▶ [Data supplied]
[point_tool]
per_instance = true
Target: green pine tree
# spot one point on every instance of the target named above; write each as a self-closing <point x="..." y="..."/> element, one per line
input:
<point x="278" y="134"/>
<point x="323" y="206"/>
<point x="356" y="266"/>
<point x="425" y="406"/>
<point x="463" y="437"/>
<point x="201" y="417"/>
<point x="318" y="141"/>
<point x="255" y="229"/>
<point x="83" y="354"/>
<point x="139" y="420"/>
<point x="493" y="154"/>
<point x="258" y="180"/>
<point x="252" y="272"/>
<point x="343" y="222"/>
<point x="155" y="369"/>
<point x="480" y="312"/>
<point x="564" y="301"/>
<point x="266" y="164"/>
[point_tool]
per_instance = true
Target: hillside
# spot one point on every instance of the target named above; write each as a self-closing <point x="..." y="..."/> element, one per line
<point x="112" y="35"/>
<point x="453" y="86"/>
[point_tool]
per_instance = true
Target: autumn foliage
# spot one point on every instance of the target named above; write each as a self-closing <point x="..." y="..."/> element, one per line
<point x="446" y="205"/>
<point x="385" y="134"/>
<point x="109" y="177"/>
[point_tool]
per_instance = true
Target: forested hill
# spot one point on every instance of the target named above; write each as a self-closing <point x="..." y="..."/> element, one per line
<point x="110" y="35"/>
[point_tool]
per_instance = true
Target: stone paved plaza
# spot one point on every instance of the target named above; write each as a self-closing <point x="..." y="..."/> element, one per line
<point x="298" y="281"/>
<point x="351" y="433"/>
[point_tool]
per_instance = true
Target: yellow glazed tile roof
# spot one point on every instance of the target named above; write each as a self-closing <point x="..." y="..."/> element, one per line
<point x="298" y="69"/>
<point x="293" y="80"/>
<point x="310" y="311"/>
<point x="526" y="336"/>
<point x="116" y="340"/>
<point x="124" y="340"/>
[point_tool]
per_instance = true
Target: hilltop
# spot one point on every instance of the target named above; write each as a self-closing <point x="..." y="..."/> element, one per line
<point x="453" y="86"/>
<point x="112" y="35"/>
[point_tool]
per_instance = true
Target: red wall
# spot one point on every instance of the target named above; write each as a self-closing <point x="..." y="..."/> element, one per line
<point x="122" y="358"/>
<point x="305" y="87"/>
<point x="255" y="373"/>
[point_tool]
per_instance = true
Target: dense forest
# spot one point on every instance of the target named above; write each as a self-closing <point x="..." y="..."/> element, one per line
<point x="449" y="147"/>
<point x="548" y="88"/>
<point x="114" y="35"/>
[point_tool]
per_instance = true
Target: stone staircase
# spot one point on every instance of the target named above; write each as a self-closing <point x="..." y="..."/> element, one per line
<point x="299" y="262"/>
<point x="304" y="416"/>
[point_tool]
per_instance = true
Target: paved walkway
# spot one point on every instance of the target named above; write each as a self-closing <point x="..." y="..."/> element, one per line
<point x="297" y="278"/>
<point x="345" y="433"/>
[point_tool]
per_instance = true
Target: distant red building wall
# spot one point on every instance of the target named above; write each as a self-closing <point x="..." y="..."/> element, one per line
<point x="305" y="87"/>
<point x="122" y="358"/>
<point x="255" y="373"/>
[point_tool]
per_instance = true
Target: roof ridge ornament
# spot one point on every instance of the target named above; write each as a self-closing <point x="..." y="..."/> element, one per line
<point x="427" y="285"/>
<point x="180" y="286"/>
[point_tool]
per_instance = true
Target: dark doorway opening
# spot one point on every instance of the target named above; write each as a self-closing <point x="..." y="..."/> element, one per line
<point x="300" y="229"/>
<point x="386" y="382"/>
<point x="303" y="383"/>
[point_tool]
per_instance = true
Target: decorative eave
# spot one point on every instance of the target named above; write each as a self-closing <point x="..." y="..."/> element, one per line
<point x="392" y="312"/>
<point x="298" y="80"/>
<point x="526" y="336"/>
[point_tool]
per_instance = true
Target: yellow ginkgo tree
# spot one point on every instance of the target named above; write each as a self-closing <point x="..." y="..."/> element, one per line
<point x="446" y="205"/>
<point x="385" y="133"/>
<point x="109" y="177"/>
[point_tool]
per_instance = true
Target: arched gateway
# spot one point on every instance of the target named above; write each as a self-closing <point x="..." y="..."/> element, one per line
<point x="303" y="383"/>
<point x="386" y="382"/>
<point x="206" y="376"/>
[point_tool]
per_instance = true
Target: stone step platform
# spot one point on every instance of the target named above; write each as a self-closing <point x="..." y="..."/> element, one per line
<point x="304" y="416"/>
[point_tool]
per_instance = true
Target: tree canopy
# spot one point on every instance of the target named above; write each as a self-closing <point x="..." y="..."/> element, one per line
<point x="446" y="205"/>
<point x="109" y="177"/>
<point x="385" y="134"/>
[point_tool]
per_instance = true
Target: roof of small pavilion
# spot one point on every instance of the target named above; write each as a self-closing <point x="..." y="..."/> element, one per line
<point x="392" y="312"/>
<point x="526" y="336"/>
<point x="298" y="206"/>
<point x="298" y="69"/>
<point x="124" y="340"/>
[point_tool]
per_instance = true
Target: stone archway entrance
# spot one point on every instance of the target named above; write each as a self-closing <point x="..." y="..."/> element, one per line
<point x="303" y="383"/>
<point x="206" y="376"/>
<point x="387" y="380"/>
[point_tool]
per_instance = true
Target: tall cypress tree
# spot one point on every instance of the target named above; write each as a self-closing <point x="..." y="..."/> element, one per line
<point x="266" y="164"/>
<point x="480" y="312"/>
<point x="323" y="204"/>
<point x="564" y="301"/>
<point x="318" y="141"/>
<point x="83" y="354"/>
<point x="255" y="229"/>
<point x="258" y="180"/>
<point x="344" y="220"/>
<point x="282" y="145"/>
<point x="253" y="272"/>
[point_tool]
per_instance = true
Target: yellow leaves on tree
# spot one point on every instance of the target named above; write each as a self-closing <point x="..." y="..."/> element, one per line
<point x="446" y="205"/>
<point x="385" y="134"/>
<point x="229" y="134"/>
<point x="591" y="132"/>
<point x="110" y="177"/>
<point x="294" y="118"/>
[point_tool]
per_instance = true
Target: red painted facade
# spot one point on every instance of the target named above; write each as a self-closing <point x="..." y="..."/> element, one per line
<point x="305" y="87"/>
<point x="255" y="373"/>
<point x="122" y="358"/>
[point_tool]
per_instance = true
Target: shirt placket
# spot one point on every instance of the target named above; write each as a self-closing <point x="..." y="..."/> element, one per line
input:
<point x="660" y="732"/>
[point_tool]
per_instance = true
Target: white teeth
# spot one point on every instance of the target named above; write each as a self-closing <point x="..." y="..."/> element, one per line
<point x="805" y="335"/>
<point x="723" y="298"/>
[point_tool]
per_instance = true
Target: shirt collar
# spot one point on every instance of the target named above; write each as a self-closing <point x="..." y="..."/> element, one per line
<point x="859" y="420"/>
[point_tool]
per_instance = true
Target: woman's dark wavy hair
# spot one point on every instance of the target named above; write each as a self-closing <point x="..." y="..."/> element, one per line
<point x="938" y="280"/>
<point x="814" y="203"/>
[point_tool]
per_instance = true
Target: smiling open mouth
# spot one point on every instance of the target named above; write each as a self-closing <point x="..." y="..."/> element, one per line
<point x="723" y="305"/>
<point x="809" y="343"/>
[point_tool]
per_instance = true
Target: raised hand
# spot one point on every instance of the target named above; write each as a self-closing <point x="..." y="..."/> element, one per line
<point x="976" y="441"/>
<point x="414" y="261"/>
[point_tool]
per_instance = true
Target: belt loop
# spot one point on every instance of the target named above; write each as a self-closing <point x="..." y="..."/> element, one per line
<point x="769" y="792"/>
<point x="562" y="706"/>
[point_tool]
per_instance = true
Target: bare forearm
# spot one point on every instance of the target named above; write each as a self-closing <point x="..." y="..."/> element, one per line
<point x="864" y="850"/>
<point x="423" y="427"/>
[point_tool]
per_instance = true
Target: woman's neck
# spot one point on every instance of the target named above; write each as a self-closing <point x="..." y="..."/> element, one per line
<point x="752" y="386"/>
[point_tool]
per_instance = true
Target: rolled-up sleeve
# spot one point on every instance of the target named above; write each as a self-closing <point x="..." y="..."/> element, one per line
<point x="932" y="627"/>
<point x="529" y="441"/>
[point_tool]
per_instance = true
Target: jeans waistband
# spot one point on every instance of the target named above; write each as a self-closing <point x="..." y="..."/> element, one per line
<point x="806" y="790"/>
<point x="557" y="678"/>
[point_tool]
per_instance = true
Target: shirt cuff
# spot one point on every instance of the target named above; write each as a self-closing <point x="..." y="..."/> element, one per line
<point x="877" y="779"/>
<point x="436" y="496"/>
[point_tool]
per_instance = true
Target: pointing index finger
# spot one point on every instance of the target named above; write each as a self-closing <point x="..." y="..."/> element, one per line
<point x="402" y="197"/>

▶ [Work to be completed]
Pull out every line of the items above that contains the string "dark". Case counts.

▶ [Solution to this task]
Target: dark doorway opening
Target: woman's dark wavy hair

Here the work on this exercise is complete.